▸ **Exercise instructions**: Leave out the pictures and transcribe the rest of the records exactly.

▸ **Data shown**:
<<<<

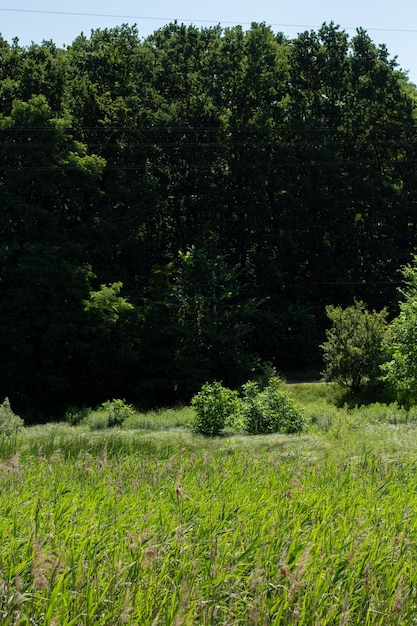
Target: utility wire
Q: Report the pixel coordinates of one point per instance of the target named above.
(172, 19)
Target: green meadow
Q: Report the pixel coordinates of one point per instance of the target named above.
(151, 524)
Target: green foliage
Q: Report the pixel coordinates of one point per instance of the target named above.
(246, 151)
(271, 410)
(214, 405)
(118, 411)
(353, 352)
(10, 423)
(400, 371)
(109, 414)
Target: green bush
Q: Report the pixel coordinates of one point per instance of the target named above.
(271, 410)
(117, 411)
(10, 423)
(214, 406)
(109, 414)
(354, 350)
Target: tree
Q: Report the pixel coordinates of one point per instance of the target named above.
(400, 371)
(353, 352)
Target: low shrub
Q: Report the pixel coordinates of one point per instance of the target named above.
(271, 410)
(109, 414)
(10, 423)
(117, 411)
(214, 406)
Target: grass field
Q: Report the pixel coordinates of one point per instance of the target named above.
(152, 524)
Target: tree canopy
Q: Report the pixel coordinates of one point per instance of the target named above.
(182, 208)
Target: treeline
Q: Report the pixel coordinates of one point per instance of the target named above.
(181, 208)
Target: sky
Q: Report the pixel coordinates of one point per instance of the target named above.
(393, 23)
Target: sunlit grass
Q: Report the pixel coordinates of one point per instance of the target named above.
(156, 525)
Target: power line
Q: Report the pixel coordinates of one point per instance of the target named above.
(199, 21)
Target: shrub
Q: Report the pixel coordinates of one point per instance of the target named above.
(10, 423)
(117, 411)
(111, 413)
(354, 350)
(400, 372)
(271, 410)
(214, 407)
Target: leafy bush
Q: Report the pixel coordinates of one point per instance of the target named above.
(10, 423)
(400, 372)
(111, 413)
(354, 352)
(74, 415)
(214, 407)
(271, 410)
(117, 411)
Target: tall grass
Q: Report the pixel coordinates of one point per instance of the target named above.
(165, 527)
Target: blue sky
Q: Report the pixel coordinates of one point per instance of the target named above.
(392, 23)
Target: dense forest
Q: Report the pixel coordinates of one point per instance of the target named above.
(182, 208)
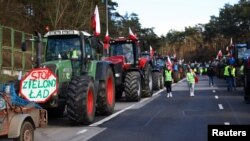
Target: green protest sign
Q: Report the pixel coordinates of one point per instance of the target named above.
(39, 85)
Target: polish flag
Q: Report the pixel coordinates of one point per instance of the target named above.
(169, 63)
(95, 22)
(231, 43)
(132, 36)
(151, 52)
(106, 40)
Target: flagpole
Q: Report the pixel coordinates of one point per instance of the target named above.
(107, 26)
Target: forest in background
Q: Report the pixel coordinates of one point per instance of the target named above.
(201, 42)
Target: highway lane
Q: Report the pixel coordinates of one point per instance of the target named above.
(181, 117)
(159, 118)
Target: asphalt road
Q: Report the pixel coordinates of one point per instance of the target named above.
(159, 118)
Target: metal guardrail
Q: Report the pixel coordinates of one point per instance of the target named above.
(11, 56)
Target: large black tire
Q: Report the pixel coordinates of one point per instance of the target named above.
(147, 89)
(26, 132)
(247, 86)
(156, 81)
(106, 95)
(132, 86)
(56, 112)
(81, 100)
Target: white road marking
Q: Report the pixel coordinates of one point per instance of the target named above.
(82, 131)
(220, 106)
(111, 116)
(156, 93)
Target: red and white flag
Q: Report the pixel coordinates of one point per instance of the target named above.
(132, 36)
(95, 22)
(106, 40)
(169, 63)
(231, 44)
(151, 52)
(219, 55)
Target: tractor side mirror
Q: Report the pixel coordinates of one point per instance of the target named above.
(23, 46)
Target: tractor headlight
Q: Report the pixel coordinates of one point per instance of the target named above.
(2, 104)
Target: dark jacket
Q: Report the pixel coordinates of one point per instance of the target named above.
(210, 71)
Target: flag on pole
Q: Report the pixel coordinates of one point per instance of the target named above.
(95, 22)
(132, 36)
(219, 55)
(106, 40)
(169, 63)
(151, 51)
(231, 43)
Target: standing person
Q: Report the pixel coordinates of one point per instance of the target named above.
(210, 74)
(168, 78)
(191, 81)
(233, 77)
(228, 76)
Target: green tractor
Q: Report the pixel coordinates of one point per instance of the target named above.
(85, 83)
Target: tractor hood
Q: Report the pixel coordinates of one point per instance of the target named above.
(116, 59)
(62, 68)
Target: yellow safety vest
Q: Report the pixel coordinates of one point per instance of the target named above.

>>>>

▸ **Exercise solution**:
Target: utility wire
Q: Report the pixel coordinates of one point per instance of the target named above.
(172, 19)
Target: green meadow
Q: Report the pixel coordinates of one point per instance of the target named above.
(151, 524)
Target: green foliage
Q: Report the pixel coordinates of one point per instance of the target named above.
(246, 151)
(271, 410)
(214, 405)
(118, 411)
(353, 352)
(10, 423)
(400, 371)
(109, 414)
Target: green bush
Q: Report the pixel coordinates of one point per instance of the target named above.
(271, 410)
(117, 411)
(10, 423)
(214, 406)
(109, 414)
(354, 350)
Target: tree
Q: Report the pixel coordinates of one point per instance of the target named above.
(400, 371)
(353, 352)
Target: low shrub
Q: Report the pixel coordinates of one point per instance of the target named above.
(271, 410)
(109, 414)
(10, 423)
(117, 411)
(214, 406)
Target: grass field
Q: Report the pixel coordinates of one point per instance of the target named above.
(152, 524)
Target: tree canopy
Q: Report the pixel coordinates of one point per instance of the target named above.
(182, 208)
Target: treeline
Q: Report the pixel coordinates of one point per instance of the target named above.
(181, 208)
Target: sky
Q: Report the pixel coordinates of one point per instance of the target named above.
(393, 23)
Target: sunlit grass
Q: Report the pixel coordinates of one point per instance of the target named above.
(156, 525)
Target: power line
Q: Report the pixel coordinates of one point per instance of the target named above.
(199, 21)
Target: shrub
Q: Report the pixel coordinates of one point per instance of the target named above.
(10, 423)
(117, 411)
(111, 413)
(354, 350)
(400, 372)
(271, 410)
(214, 407)
Target: leafy bush
Q: Report the pixel coordinates of one point per instance of the target named above.
(10, 423)
(400, 372)
(111, 413)
(354, 352)
(74, 415)
(214, 407)
(271, 410)
(117, 411)
Target: tall grass
Q: Report the pixel coordinates of one point per instance of the target named above.
(165, 527)
Target: blue sky
Q: Report the pixel coordinates of one point per instance of the target named above.
(392, 23)
Target: dense forest
Q: Report the pixel coordinates of one point per instance of the target named above.
(182, 208)
Target: green protest sign
Q: Report the pixel coordinates of one point per instance of the target named above.
(39, 85)
Target: polish flag
Q: Report the pixel coordinates of one point per instance of the target named above.
(169, 63)
(95, 22)
(231, 43)
(132, 36)
(151, 52)
(106, 40)
Target: flagpole
Q: Report the pixel coordinates of one point per instance of the target named above.
(107, 26)
Target: forest in background
Q: Report the pixel coordinates of one point per instance of the target named above.
(201, 42)
Target: highway lane
Q: Report the pixel coordinates of one point per instance of the target named above.
(181, 117)
(159, 118)
Target: asphalt road
Q: Report the pixel coordinates of one point per instance of the target named above.
(159, 118)
Target: metal guardrail
Q: Report the pixel coordinates of one point per instance of the target named above.
(11, 56)
Target: large black tire
Q: Report the pixel coordinates of one point per instance of the target named above.
(147, 89)
(26, 132)
(247, 86)
(156, 81)
(106, 95)
(132, 86)
(56, 112)
(81, 100)
Target: white road marking
Q: Report the pixel coordinates of one point per instance of the target named above.
(82, 131)
(220, 106)
(111, 116)
(156, 93)
Target: red and white flag
Q: Report the pixel coordinates of one point per instance of the target named above.
(132, 36)
(95, 22)
(106, 40)
(169, 63)
(231, 44)
(151, 52)
(219, 55)
Target: tractor side mirror
Q: Report the pixel coordinates of one point per instance of the target named above.
(23, 46)
Target: tractor headlight
Q: Report the pixel coordinates of one point per instance of the target named above.
(2, 104)
Target: dark jacket
Q: Report the pixel coordinates of one point per instance of the target named above.
(210, 71)
Target: flag on pole
Q: Report the pixel coordinates of one point per instance of the target named above.
(95, 22)
(132, 36)
(219, 55)
(106, 40)
(169, 63)
(151, 51)
(231, 43)
Target: standing person
Q: Report the pixel coordinates of one point per instance of the target named above.
(210, 74)
(168, 78)
(191, 81)
(233, 77)
(228, 76)
Target: green tractor
Q: Report the pixel coordinates of one point per instance of the target named above.
(85, 83)
Target: tractor hood
Q: Report the pixel coordinates of one point per instance of the target named above.
(116, 59)
(62, 68)
Target: yellow safety vest
Q: Report the pixel coordinates of one point per instance of the target named above.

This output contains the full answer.